Collected data entries:
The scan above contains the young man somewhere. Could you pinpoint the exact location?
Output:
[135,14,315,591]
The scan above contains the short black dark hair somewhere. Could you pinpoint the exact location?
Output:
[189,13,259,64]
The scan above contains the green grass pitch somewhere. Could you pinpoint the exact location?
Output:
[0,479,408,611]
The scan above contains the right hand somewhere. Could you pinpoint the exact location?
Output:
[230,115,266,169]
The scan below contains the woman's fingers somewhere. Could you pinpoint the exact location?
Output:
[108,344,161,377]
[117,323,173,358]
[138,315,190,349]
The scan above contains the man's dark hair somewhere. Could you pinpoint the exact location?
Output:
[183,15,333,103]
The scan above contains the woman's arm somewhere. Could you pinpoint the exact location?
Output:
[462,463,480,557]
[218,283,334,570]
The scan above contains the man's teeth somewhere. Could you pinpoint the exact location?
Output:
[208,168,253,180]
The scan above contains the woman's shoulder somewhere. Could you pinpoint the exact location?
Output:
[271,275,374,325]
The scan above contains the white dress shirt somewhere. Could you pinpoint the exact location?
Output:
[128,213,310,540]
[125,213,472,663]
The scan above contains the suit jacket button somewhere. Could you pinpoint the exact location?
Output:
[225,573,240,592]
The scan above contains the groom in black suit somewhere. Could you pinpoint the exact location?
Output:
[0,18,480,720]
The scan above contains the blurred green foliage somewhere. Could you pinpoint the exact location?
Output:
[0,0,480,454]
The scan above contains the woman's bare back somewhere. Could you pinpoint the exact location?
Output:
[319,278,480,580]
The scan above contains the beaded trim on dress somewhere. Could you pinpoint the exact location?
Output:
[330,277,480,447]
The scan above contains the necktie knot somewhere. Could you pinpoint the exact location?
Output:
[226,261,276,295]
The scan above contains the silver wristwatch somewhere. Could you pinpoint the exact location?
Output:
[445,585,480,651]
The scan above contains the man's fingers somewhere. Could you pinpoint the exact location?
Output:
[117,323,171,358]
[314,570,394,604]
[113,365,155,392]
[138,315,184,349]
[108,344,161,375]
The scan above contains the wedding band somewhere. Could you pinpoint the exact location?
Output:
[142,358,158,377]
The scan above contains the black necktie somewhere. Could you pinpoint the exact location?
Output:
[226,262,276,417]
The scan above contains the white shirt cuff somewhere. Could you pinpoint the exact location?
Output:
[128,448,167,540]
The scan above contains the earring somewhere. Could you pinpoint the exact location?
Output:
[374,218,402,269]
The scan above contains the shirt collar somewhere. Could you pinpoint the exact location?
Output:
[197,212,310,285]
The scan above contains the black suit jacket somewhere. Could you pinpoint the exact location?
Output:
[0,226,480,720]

■ DIRECTIONS FOR THIS TASK ■
Rewrite every line of the data above, changing "Could you pinpoint" to "Can you identify" wherever it occurs and leaving everything else unchanged.

■ TASK ANSWER ■
The scan above contains the young man somewhere. Can you identify the exact location?
Output:
[135,14,315,591]
The scan above contains the short black dark hair somewhere. Can you identify the exact location?
Output:
[189,13,259,64]
The scan above contains the green grass pitch somewhere. Can you identify the exact location?
Output:
[0,479,408,611]
The scan above contains the right hand somewhere. Can you identify the exact location?
Output:
[230,115,266,169]
The scan below contains the woman's fingers somewhere. Can you identify the exact location?
Output:
[108,344,161,377]
[117,323,173,358]
[138,315,190,349]
The scan above contains the man's dark hair somewhere. Can you identify the exact location?
Output:
[183,15,333,103]
The scan above contains the woman's arm somewhere. Can you identify the exact location?
Output:
[462,463,480,557]
[218,283,334,570]
The scan above contains the man's teeth somewhere. Can you identify the exact location?
Output:
[208,168,253,180]
The scan above contains the woman's shoulder somewhere. Can you identify the exact location?
Output:
[271,275,374,325]
The scan above contains the white dress shirt somewhere. Can you identify the exact location?
Output:
[128,213,310,540]
[125,213,472,663]
The scan above contains the suit jacket button somewhere. Can you identify the exact location?
Output:
[225,573,240,592]
The scan above contains the groom in black suit somewhere. Can you identify the exact location?
Output:
[0,18,480,720]
The scan above contains the blurred green foliage somewhere. Can you identify the exact location?
Output:
[0,0,480,454]
The scan above contains the woman's bare back somewhere. Can you identify the exact location?
Output:
[319,278,480,580]
The scan above contains the beaded trim on dress somewhere. Can you identify the exact location?
Output:
[330,277,480,447]
The scan above contains the necktie knot somewhere. Can you identify the exact location?
Output:
[226,261,276,295]
The scan above contains the silver wristwatch somewhere. Can you identify the exact location?
Output:
[445,585,480,651]
The scan above contains the man's fingers somewhere. Can you identify the exact location?
Output:
[117,323,171,358]
[314,570,394,604]
[113,365,155,392]
[138,315,184,349]
[108,344,161,375]
The scan above contains the wedding band somewhere. Can you identify the exact location?
Output:
[142,358,158,377]
The scan above contains the black necktie somewhere. Can you identify the exact location?
Output:
[226,262,276,417]
The scan above contains the white shirt cuff somewhere. Can you identify the exact location?
Output:
[128,448,167,540]
The scan above contains the earring somewhere. Can you identify the exact location?
Output:
[374,218,402,269]
The scan above contains the shirt collar somewhere. Can you identify the exact location?
Output:
[197,212,310,285]
The scan above contains the black suit jacket somewhere. Can you identify the exact location?
Output:
[0,226,480,720]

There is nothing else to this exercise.